## Task requirements
Change "with a single point" to "with one point" throughout the rows below, leaving every other part of them unaltered.

Data entries
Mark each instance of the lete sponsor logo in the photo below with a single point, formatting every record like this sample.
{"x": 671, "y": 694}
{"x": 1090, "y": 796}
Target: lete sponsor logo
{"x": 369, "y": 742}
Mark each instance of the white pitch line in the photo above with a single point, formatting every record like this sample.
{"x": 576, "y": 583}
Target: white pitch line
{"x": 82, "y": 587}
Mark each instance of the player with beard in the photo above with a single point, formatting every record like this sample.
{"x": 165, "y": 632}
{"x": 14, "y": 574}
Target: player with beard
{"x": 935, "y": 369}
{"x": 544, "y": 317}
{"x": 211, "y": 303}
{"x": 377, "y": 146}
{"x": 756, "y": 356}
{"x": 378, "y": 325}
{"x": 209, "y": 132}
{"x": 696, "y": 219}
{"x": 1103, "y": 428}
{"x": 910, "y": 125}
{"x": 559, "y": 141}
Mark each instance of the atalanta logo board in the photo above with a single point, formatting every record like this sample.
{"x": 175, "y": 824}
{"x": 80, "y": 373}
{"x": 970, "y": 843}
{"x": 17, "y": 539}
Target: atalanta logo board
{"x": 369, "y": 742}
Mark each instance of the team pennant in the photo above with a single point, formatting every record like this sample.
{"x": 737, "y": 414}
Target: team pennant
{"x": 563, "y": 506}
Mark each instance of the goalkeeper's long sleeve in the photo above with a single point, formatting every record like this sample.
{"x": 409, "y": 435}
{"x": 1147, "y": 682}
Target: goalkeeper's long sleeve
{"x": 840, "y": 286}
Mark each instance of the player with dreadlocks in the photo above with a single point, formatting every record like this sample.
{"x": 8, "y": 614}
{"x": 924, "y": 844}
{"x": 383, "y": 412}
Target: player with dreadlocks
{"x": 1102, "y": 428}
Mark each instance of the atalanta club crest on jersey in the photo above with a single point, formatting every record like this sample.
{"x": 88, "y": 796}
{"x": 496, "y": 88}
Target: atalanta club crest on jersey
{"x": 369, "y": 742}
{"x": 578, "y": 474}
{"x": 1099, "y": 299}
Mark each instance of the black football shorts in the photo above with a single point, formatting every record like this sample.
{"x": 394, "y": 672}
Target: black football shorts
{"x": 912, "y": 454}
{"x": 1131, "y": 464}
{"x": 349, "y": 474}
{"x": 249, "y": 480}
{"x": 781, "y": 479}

## Worked answer
Mark each instance of the lete sponsor logo in the photo below with one point, formatting every record like this sample.
{"x": 671, "y": 694}
{"x": 1090, "y": 796}
Target: lete sponsor logo
{"x": 369, "y": 742}
Mark each instance of the white pitch line in the photo above with one point, formatting every record like this sample.
{"x": 576, "y": 583}
Target: white pitch line
{"x": 82, "y": 587}
Mark each instance of the player with beard in the photo above with one point, formatting every record like this sample.
{"x": 165, "y": 632}
{"x": 14, "y": 574}
Target: player with beard
{"x": 935, "y": 369}
{"x": 544, "y": 317}
{"x": 211, "y": 303}
{"x": 377, "y": 146}
{"x": 756, "y": 356}
{"x": 378, "y": 325}
{"x": 209, "y": 132}
{"x": 696, "y": 219}
{"x": 1103, "y": 428}
{"x": 910, "y": 125}
{"x": 559, "y": 141}
Mark each instance of the atalanta logo board in the photo above with one point, formatting every record like this sample.
{"x": 175, "y": 824}
{"x": 80, "y": 373}
{"x": 970, "y": 843}
{"x": 17, "y": 539}
Target: atalanta logo board
{"x": 369, "y": 742}
Mark each instance of the team pennant in the photo above with one point, formatting every record like this sample.
{"x": 737, "y": 414}
Target: team pennant
{"x": 563, "y": 506}
Mark each instance of the goalkeeper's long sleeve in the photo above with one point, formatting every record like this sample.
{"x": 409, "y": 435}
{"x": 1147, "y": 682}
Target: goalkeeper's long sleeve
{"x": 840, "y": 286}
Mark each instance of the player with dreadlocks in the photo above with one point, formatting every record like this sample.
{"x": 8, "y": 614}
{"x": 924, "y": 844}
{"x": 383, "y": 412}
Target: player with dreadlocks
{"x": 1102, "y": 428}
Mark each instance of the atalanta club crest on jersey in the photo above with one point, formatting every record like this sample.
{"x": 88, "y": 796}
{"x": 496, "y": 88}
Target: atalanta club crest on jersey
{"x": 369, "y": 742}
{"x": 578, "y": 474}
{"x": 1099, "y": 299}
Mark each instance of the black football shorts in the photo above with one point, formatting every record like this sample.
{"x": 394, "y": 672}
Target: black football shorts
{"x": 912, "y": 454}
{"x": 1131, "y": 464}
{"x": 349, "y": 474}
{"x": 249, "y": 480}
{"x": 781, "y": 479}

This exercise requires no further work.